All good things must come to an end, even the Festival of Shameful Joy. And so, I lie here on my orgy couch, wiping a thin sheen of sweat from my brow with one trembling hand, while gently drumming the fingertips of the other on my hugely distended belly, engorged as it is on a magical, never ending string of victory sausages stuffed with schadenfreude. And I think to myself, it won’t always be like this, you know.
Some day they’ll be back.
Thus, I ask myself, more in self-interest than benevolence, what would a genuinely liberal Liberal Party look like? (Spoiler: probably not one welcoming Jacinta Price to the dark enchanted blood oath toga party for Fresher Week). I’m not thinking about Labor Lite, conservatism here. I mean a fiscally and socially conservative party that wasn’t, you know, nucking futs.
We’ve had decades of screaming into the culture war void now, foam-flecked, vein-throbbing, and utterly disconnected from the things most people actually give a shit about. Like, say, living indoors and not dying of measles.

* _Given information_:
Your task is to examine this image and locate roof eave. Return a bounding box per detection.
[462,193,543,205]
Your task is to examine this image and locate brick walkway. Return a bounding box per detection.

* _The tasks_:
a: Answer these questions about the opinion piece on the Liberal Party:
(i) What are the victory sausages stuffed with?
(ii) Which person does the spoiler name?
(iii) Which two things does the writer offer as examples of what most people actually care about?
b: Duplicate the opinion piece on the Liberal Party from "All good things" up to and including "know, nucking futs.".

* _Response list_:
a:
(i) Schadenfreude.
(ii) Jacinta Price.
(iii) Living indoors and not dying of measles.

b:
All good things must come to an end, even the Festival of Shameful Joy. And so, I lie here on my orgy couch, wiping a thin sheen of sweat from my brow with one trembling hand, while gently drumming the fingertips of the other on my hugely distended belly, engorged as it is on a magical, never ending string of victory sausages stuffed with schadenfreude. And I think to myself, it won’t always be like this, you know.
Some day they’ll be back.
Thus, I ask myself, more in self-interest than benevolence, what would a genuinely liberal Liberal Party look like? (Spoiler: probably not one welcoming Jacinta Price to the dark enchanted blood oath toga party for Fresher Week). I’m not thinking about Labor Lite, conservatism here. I mean a fiscally and socially conservative party that wasn’t, you know, nucking futs.